_PROBLEM DETAILS:_
Convert the material below into a JSON list of strings, one string per line, skipping any blank lines.

(Rows from a pointing dataset)
****************

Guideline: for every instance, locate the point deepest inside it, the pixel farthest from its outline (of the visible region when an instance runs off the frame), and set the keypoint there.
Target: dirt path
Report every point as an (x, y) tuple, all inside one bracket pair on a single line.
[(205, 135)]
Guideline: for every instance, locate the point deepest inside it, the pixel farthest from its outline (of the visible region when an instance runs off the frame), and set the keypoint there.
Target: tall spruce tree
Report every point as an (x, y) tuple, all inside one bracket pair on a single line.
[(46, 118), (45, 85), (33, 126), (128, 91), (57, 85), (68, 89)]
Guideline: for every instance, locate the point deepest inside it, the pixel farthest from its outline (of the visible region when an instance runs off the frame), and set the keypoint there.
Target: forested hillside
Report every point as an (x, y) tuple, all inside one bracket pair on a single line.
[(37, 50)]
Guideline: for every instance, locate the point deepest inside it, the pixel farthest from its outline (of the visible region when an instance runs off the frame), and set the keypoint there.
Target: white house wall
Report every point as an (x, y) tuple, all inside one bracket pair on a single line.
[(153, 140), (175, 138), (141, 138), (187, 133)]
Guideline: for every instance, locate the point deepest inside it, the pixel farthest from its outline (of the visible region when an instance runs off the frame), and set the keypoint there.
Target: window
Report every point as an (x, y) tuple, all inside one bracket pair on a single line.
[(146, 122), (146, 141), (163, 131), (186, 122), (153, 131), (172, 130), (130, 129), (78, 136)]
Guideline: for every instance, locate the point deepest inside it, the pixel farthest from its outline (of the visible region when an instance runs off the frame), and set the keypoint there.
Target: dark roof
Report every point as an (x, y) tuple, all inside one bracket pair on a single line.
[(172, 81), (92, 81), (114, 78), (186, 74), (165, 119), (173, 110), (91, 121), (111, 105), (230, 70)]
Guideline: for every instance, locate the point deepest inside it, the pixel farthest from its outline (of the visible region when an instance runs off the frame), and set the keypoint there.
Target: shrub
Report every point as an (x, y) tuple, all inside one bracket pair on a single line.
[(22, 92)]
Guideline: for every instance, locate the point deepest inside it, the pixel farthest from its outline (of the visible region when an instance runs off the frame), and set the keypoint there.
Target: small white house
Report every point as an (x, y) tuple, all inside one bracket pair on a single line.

****************

_SOLUTION TO THE EXERCISE:_
[
  "Guideline: for every instance, locate the point deepest inside it, the pixel farthest from its outline (of the visible region when an instance runs off the frame), and set the keypoint there.",
  "Target: dirt path",
  "Report every point as an (x, y) tuple, all inside one bracket pair on a single line.",
  "[(205, 135)]",
  "Guideline: for every instance, locate the point deepest inside it, the pixel farthest from its outline (of the visible region when an instance runs off the frame), and set the keypoint there.",
  "Target: tall spruce tree",
  "Report every point as an (x, y) tuple, all inside one bracket pair on a single line.",
  "[(46, 118), (45, 85), (33, 126), (128, 91), (57, 85), (68, 89)]",
  "Guideline: for every instance, locate the point deepest inside it, the pixel farthest from its outline (of the visible region when an instance runs off the frame), and set the keypoint there.",
  "Target: forested hillside",
  "Report every point as an (x, y) tuple, all inside one bracket pair on a single line.",
  "[(37, 50)]",
  "Guideline: for every instance, locate the point deepest inside it, the pixel farthest from its outline (of the visible region when an instance runs off the frame), and set the keypoint there.",
  "Target: white house wall",
  "Report every point as an (x, y) tuple, all inside one bracket pair on a single line.",
  "[(153, 140), (175, 138), (141, 138), (187, 133)]",
  "Guideline: for every instance, locate the point deepest inside it, the pixel farthest from its outline (of the visible region when an instance runs off the frame), and set the keypoint there.",
  "Target: window",
  "Report every point as an (x, y) tuple, all inside one bracket pair on a single line.",
  "[(146, 122), (146, 141), (163, 131), (186, 122), (153, 131), (172, 130), (130, 129), (78, 136)]",
  "Guideline: for every instance, locate the point deepest inside it, the pixel farthest from its outline (of the visible region when an instance runs off the frame), and set the keypoint there.",
  "Target: dark roof",
  "Report every point as an (x, y) tuple, all inside one bracket pair on a single line.",
  "[(172, 81), (92, 81), (114, 78), (186, 74), (165, 119), (173, 110), (91, 121), (111, 105), (230, 70)]",
  "Guideline: for every instance, locate the point deepest inside it, the pixel farthest from its outline (of the visible region when an instance runs off the frame), and set the keypoint there.",
  "Target: shrub",
  "Report every point as an (x, y) tuple, all inside one bracket pair on a single line.",
  "[(22, 92)]",
  "Guideline: for every instance, locate the point deepest inside it, the pixel farthest from its outline (of the visible region when an instance runs off the frame), and set the keypoint there.",
  "Target: small white house",
  "Report every point as an (x, y) tuple, all inside one bracket pair on a single line."
]